__Given exercise__.
Repeat word for word the lines below, from the line containing "Put one point on every instance of the cat's folded" through the final line, including both.

__Working data__.
──────
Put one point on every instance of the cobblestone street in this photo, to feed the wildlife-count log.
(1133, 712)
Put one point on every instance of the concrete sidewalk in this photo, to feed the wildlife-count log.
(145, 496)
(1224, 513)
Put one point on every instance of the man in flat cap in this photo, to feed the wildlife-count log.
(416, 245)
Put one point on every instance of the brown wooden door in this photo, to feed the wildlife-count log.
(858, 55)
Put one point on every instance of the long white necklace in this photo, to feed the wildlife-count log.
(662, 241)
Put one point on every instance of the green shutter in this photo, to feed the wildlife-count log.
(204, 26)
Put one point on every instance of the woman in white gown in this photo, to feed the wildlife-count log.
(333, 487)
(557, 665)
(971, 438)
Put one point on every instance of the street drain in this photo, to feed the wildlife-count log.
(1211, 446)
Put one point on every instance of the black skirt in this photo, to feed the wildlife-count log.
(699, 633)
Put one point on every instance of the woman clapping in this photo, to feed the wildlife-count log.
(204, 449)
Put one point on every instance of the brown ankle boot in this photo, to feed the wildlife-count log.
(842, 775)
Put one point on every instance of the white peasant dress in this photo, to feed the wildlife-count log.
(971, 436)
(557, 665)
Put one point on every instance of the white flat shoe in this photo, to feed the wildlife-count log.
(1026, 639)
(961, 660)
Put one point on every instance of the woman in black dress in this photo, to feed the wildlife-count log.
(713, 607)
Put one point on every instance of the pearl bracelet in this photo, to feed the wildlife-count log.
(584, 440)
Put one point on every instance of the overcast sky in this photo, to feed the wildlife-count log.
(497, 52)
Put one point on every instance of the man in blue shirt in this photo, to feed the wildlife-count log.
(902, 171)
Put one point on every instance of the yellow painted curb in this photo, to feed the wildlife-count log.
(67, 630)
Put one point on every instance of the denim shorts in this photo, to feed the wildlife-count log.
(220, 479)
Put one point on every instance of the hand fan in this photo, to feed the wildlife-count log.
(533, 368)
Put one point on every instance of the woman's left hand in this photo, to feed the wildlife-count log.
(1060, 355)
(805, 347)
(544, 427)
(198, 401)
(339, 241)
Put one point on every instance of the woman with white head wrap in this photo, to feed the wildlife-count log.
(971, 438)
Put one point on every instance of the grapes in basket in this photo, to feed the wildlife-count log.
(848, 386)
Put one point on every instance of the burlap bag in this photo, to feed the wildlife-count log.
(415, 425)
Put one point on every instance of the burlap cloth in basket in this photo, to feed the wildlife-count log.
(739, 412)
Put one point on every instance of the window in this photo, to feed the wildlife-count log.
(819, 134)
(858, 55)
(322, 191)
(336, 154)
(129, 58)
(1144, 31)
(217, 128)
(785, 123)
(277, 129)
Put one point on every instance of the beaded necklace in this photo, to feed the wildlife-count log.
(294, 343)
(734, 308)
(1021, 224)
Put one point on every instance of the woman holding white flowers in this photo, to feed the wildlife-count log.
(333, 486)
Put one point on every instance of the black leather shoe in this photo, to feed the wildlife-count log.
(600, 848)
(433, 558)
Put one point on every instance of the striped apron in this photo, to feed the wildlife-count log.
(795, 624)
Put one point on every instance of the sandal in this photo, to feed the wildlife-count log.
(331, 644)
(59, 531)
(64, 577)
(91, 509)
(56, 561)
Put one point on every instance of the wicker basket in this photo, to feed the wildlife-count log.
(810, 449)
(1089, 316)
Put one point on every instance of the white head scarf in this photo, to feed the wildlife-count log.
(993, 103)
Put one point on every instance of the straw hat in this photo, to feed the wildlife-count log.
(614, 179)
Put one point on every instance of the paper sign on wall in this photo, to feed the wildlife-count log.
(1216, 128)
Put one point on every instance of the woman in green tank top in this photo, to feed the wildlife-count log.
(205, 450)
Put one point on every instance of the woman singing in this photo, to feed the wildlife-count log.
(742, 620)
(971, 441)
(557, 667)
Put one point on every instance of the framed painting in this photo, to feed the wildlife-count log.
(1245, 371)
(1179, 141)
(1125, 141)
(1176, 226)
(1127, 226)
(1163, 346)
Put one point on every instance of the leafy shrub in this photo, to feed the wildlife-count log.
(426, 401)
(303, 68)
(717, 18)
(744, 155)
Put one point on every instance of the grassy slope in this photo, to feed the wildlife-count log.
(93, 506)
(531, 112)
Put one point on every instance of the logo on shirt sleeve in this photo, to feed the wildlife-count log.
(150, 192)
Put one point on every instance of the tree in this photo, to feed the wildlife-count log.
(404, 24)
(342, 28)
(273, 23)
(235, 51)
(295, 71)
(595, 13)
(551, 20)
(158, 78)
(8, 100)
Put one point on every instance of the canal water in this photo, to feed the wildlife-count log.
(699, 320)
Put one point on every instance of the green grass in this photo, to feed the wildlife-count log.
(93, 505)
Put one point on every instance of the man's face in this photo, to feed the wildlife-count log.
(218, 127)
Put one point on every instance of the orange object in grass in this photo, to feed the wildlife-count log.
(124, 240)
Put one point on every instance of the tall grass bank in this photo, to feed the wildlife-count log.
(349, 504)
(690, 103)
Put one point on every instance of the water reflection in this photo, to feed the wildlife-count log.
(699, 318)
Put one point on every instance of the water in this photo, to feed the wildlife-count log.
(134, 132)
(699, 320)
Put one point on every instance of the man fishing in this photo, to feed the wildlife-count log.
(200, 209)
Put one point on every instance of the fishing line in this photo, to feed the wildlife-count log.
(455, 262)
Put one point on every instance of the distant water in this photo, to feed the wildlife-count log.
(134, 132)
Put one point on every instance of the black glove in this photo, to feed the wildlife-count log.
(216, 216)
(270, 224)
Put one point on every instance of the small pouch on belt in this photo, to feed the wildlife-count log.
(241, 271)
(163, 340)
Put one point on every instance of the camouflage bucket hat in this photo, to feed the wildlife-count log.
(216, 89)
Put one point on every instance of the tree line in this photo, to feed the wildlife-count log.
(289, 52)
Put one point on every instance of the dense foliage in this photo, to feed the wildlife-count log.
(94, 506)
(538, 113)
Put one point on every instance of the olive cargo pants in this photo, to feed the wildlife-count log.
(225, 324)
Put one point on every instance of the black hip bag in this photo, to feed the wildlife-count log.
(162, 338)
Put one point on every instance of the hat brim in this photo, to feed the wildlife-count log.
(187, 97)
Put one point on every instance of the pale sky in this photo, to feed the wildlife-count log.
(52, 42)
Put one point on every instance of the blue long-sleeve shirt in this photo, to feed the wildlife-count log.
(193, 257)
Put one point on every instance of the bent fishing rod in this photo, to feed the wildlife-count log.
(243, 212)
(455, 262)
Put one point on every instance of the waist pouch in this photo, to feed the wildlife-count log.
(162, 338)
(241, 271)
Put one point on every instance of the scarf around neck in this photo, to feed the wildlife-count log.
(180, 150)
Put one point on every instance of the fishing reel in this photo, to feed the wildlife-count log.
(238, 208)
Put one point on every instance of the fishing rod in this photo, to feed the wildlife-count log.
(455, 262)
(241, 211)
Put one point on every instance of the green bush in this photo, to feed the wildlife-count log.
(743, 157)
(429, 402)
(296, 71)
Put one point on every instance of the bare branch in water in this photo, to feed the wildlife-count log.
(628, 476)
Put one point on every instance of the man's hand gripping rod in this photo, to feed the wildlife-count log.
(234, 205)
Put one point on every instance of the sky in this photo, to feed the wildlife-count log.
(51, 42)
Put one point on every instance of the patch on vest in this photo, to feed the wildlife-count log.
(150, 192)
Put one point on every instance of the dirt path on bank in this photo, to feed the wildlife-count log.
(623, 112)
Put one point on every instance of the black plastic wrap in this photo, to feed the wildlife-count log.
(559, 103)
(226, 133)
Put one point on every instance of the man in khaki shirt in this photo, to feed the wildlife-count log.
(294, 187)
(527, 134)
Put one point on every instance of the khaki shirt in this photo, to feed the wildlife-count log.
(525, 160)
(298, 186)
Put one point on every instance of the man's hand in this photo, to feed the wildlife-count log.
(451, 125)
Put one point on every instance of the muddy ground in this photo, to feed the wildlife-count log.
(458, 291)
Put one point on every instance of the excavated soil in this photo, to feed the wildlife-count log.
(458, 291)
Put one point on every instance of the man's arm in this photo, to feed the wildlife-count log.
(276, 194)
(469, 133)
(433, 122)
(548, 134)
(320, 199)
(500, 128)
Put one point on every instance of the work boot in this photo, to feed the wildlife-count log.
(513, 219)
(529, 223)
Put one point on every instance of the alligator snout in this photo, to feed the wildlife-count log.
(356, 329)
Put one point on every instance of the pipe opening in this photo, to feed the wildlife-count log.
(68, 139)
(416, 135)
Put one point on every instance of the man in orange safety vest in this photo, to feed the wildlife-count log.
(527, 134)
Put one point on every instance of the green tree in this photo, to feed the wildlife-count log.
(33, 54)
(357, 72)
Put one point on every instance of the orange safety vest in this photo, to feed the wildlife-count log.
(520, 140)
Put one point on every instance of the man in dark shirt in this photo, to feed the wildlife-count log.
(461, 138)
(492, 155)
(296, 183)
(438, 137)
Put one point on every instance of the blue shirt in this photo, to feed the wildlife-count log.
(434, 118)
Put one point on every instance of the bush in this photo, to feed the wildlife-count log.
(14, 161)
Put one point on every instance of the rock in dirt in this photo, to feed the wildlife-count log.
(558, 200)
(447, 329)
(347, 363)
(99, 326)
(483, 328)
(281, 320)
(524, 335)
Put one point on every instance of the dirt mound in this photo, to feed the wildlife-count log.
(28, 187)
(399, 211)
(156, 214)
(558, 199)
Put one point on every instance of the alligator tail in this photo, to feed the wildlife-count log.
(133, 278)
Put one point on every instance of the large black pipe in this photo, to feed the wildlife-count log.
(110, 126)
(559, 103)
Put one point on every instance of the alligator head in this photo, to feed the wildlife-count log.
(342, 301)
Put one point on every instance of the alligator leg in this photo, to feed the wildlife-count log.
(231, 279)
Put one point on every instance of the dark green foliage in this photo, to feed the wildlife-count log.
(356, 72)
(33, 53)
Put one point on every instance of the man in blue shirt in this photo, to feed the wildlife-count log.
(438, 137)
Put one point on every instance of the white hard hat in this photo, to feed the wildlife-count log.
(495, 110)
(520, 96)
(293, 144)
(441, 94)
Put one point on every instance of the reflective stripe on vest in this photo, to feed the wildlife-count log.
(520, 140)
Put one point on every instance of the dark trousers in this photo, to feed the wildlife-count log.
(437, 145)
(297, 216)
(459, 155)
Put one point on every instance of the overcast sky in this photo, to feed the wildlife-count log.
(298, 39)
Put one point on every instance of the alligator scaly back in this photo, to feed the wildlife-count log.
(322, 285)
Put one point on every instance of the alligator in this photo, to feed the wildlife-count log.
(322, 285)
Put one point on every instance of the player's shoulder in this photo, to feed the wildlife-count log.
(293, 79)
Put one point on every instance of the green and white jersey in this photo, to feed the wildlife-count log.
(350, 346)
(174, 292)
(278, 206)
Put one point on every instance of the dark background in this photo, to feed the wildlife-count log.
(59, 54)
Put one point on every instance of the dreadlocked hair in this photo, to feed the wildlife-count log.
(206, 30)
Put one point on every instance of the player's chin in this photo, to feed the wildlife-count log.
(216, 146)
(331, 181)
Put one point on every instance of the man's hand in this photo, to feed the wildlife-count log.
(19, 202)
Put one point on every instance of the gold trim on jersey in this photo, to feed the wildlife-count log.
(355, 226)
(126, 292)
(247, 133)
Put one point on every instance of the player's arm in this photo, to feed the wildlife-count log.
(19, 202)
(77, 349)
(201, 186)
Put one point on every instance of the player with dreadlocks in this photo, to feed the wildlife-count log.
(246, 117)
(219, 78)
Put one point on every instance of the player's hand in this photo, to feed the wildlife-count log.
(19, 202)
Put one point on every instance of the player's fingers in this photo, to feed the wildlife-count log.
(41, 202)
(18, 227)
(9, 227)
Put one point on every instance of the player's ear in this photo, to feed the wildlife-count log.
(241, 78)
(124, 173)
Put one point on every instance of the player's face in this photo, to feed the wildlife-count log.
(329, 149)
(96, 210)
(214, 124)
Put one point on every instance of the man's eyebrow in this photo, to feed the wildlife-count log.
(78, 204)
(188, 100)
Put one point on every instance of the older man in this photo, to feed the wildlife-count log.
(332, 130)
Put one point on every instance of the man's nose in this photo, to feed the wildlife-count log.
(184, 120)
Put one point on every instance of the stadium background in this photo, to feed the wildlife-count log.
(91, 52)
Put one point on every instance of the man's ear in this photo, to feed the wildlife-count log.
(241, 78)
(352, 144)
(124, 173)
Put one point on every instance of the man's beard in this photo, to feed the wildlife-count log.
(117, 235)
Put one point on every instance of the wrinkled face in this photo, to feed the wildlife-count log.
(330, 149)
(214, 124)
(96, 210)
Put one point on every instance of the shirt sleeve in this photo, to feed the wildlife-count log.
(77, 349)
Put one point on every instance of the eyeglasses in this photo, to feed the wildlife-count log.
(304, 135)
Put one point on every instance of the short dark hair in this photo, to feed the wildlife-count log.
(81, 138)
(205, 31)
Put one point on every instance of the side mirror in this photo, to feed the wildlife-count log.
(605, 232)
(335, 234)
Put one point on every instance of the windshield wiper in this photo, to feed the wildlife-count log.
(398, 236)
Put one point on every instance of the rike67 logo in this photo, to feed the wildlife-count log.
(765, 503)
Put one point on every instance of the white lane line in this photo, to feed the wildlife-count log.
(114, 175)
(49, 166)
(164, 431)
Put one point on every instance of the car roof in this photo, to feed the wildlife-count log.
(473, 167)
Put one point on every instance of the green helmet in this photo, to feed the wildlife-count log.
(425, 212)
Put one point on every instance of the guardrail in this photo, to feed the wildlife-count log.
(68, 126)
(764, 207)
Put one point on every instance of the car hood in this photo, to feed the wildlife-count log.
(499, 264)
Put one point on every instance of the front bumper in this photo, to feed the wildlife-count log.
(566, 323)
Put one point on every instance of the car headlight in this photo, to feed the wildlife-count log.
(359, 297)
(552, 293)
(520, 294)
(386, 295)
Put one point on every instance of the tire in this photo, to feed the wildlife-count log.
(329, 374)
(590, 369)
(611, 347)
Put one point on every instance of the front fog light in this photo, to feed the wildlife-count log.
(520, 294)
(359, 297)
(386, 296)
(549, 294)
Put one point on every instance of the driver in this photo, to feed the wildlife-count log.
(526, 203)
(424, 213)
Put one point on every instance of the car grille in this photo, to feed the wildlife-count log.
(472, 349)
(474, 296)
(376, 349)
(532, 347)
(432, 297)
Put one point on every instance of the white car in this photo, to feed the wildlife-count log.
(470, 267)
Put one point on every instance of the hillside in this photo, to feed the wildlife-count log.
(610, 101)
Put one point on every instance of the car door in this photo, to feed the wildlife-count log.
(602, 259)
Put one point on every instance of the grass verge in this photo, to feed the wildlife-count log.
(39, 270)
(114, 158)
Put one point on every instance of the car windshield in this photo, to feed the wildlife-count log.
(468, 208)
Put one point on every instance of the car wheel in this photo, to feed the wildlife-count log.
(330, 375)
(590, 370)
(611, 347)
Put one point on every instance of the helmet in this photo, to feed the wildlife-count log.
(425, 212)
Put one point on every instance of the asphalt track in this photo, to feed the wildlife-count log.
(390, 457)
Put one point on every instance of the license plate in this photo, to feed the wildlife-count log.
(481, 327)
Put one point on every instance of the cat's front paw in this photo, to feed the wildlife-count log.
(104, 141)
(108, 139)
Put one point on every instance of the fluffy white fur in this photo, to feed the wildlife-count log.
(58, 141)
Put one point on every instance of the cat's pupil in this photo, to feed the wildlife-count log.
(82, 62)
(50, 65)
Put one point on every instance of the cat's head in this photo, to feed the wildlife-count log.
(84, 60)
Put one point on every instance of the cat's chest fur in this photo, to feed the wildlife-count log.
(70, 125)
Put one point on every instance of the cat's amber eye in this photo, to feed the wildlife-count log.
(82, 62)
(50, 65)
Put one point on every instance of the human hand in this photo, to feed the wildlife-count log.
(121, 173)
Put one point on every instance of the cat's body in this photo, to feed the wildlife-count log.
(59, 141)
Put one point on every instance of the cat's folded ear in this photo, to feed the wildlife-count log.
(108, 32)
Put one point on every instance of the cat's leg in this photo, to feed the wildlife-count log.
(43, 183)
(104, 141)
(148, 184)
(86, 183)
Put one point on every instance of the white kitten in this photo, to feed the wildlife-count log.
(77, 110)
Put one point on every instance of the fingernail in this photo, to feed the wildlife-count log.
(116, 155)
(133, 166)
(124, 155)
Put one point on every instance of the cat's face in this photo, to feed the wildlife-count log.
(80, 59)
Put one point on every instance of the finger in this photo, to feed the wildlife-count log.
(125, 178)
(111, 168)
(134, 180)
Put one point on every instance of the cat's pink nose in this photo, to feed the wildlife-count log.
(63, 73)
──────
__Answer to this problem__.
Put one point on every instance of the cat's folded ear in this photo, to feed the wildlife-count log.
(108, 32)
Put one point on every instance of the cat's leg in this photo, to feed the wildlife-count log.
(43, 183)
(104, 141)
(148, 184)
(86, 183)
Put one point on every instance of the white kitten in this photo, to feed the wildlife-count log.
(77, 110)
Put one point on every instance of the fingernail in this photo, to feed the wildlife-count log.
(116, 155)
(133, 166)
(124, 155)
Put one point on every instance of the cat's face in this photo, to feed the wildlife-count log.
(80, 59)
Put one point on every instance of the finger in this photo, to feed the wildlife-count log.
(125, 178)
(111, 168)
(134, 180)
Put one point on every instance of the cat's pink nose in this photo, to feed the wildlife-count log.
(63, 73)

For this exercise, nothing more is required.